## BEGIN Page excerpt
Saturday, March 18, 2017

Lent: Clinging or Giving?



“Remember this: Whoever sows sparingly will also reap sparingly, and whoever sows generously will also reap generously. Each of you should give what you have decided in your heart to give, not reluctantly or under compulsion, for God loves a cheerful giver.”
            -2 Corinthians 9:6-7
Giving to those in need has always been a central practice of Lent. Referred to as “giving alms,” it helps to meet the need of the poor, the homeless, and those without work.
Nothing is as “worldly” as money. Materialism of today’s culture is based on a money economy. Yet, ironically, few things are as spiritual as what we do with our money.
Giving—or more precisely, our reluctance to give—exposes the clinging in our hearts. Certainly we must be wise and keep a certain reserve of finances. Yet, under the guise of wisdom, we can easily slip into hoarding. Proverbs 11:24, however, exposes the folly of hording: “One gives freely, yet grows all the richer; another withholds what he should give, and only suffers want” (esv).
Like fasting and prayer, the Lenten discipline of giving helps us to grow spiritually by shedding light on some hidden, even dark, places within. We are all called to give to that there be greater equity for those who have less. “See that you excel in the grace of giving,” writes Paul. “Our desire is not that others might be relieved while you are hard pressed, but that there might be equality” (2 Corinthians 8:7, 13).
## END Page excerpt
## BEGIN Supplied records
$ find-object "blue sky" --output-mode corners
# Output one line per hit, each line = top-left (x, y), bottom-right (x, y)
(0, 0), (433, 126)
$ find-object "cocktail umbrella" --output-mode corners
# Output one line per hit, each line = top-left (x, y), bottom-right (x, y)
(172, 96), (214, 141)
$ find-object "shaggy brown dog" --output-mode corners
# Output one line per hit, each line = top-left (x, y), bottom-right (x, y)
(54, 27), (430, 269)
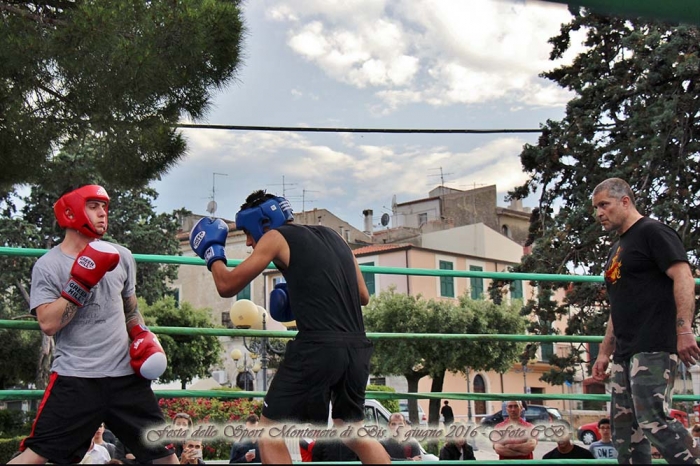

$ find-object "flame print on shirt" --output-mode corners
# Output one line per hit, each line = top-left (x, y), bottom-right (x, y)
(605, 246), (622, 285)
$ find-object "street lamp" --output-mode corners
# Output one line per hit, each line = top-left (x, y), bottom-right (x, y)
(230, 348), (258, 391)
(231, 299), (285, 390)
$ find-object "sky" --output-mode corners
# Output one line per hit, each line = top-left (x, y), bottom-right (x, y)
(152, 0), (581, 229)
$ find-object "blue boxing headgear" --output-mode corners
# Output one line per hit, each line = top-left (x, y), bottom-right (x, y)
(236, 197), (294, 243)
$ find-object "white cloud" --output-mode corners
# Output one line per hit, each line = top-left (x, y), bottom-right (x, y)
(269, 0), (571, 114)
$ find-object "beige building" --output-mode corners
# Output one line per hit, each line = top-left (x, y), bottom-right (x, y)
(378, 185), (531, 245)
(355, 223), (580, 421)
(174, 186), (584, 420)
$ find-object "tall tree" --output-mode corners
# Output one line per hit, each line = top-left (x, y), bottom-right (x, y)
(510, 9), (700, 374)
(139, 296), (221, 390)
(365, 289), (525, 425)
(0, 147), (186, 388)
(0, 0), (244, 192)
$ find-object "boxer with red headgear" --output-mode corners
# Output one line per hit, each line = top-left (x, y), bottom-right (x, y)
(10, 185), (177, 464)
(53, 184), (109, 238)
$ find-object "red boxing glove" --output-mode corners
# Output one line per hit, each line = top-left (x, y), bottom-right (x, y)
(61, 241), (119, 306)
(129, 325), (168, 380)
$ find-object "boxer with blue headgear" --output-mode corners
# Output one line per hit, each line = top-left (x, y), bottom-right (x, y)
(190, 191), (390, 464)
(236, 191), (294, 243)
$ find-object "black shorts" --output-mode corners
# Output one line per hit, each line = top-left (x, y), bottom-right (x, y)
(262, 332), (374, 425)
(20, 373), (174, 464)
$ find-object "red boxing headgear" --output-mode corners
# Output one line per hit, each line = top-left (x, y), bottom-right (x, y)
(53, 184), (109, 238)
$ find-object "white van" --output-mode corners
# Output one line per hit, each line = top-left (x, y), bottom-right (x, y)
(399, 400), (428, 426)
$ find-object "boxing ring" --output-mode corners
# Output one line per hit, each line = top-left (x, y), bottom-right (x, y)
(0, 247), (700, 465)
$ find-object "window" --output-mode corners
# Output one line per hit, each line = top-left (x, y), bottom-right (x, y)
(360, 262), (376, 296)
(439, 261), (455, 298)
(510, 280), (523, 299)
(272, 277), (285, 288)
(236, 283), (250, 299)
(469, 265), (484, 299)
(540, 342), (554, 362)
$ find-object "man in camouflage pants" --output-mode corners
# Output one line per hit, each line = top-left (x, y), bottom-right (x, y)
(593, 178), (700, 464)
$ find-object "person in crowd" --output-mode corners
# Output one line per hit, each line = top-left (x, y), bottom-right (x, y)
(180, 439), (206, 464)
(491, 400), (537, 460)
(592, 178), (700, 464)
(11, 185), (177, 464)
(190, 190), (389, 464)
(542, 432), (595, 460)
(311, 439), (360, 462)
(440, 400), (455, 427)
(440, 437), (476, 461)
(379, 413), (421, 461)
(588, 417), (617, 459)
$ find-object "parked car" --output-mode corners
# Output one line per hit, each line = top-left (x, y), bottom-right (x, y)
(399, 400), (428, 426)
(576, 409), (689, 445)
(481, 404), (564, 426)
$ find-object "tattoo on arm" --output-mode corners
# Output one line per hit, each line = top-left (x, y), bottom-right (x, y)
## END Supplied records
— Exercise —
Answer these questions about the Lent reflection.
(a) What practice does the Lent reflection say is referred to as "giving alms"?
(b) Under the guise of wisdom, what can we easily slip into?
(c) Which two Lenten disciplines does the Lent reflection compare with giving?
Answer using only the Lent reflection, not the listing.

— Output below —
(a) Giving to those in need.
(b) Hoarding.
(c) Fasting and prayer.